## Required work
Put each nonblank line of the listing below into a Markdown table with the columns Row and Text. Number the rows in order.

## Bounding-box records
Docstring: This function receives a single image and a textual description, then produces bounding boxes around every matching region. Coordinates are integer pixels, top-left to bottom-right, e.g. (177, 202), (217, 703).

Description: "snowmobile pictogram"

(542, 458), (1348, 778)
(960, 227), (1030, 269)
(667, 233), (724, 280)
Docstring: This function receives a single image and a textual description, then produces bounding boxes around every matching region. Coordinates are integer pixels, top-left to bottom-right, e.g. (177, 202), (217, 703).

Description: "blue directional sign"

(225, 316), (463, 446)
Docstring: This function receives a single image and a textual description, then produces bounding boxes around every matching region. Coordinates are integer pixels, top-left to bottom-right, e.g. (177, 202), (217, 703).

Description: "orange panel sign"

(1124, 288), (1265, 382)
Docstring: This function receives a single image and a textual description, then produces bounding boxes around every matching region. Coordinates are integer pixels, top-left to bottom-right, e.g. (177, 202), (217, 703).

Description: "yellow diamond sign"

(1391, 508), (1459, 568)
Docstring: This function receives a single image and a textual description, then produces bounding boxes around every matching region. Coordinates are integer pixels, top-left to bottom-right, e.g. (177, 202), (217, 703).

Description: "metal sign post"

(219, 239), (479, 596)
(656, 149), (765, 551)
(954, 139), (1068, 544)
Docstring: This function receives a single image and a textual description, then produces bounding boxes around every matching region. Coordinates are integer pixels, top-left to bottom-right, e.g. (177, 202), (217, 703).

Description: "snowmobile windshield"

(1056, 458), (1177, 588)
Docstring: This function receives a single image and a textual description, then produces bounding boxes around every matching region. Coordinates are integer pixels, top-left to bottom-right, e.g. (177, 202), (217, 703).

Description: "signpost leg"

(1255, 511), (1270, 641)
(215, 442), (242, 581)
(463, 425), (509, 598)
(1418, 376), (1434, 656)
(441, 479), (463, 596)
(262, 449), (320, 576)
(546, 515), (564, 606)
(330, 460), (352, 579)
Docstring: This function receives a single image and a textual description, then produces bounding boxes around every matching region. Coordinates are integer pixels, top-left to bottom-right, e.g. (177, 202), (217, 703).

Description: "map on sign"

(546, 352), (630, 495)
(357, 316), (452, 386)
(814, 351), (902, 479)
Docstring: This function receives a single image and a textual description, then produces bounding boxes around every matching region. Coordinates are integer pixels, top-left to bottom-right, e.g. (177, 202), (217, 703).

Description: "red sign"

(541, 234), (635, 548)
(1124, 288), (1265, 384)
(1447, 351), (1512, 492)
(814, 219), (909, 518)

## Answer to this problem
| Row | Text |
|---|---|
| 1 | Docstring: This function receives a single image and a textual description, then produces bounding boxes around every matching region. Coordinates are integer pixels, top-left to bottom-right, e.g. (177, 202), (217, 703). |
| 2 | Description: "snowmobile pictogram" |
| 3 | (542, 458), (1348, 778) |
| 4 | (960, 227), (1030, 269) |
| 5 | (667, 233), (724, 280) |
| 6 | Docstring: This function receives a single image and a textual description, then produces bounding boxes around every matching region. Coordinates are integer pixels, top-left to bottom-right, e.g. (177, 202), (217, 703). |
| 7 | Description: "blue directional sign" |
| 8 | (225, 316), (463, 446) |
| 9 | Docstring: This function receives a single image and a textual description, then produces bounding boxes around every matching region. Coordinates are integer pixels, top-left to bottom-right, e.g. (177, 202), (217, 703). |
| 10 | Description: "orange panel sign" |
| 11 | (1124, 288), (1265, 382) |
| 12 | Docstring: This function receives a single image and a textual description, then produces bounding boxes around every matching region. Coordinates are integer pixels, top-left to bottom-right, e.g. (177, 202), (217, 703). |
| 13 | Description: "yellow diamond sign" |
| 14 | (1391, 508), (1459, 568) |
| 15 | Docstring: This function receives a single image and a textual description, then produces bounding boxes around every matching region. Coordinates are integer pixels, top-left to bottom-right, e.g. (177, 202), (217, 703). |
| 16 | Description: "metal sign post" |
| 17 | (219, 239), (479, 596) |
| 18 | (656, 149), (765, 551) |
| 19 | (954, 139), (1068, 544) |
| 20 | Docstring: This function receives a single image and a textual description, then produces bounding boxes around every matching region. Coordinates are integer pixels, top-left to bottom-right, e.g. (177, 202), (217, 703). |
| 21 | Description: "snowmobile windshield" |
| 22 | (1056, 458), (1177, 588) |
| 23 | Docstring: This function receives a single image and a textual description, then produces bounding boxes around every matching region. Coordinates are integer pixels, top-left to bottom-right, e.g. (177, 202), (217, 703). |
| 24 | Description: "signpost leg" |
| 25 | (1255, 511), (1270, 641) |
| 26 | (215, 442), (242, 581) |
| 27 | (463, 425), (509, 598) |
| 28 | (1418, 376), (1434, 656) |
| 29 | (441, 479), (463, 596) |
| 30 | (262, 449), (320, 576) |
| 31 | (546, 515), (564, 606) |
| 32 | (330, 460), (352, 579) |
| 33 | Docstring: This function receives a single image and a textual description, then produces bounding boxes around every matching region. Coordinates are integer pixels, top-left to bottom-right, e.g. (177, 202), (217, 703). |
| 34 | Description: "map on sign" |
| 35 | (546, 352), (630, 495) |
| 36 | (357, 316), (452, 386) |
| 37 | (814, 351), (902, 479) |
| 38 | Docstring: This function receives a single image and a textual description, then produces bounding boxes around every matching region. Coordinates are integer pixels, top-left to bottom-right, e.g. (177, 202), (217, 703). |
| 39 | Description: "red sign" |
| 40 | (541, 234), (635, 548) |
| 41 | (1124, 288), (1265, 384) |
| 42 | (1447, 351), (1512, 492) |
| 43 | (814, 219), (909, 518) |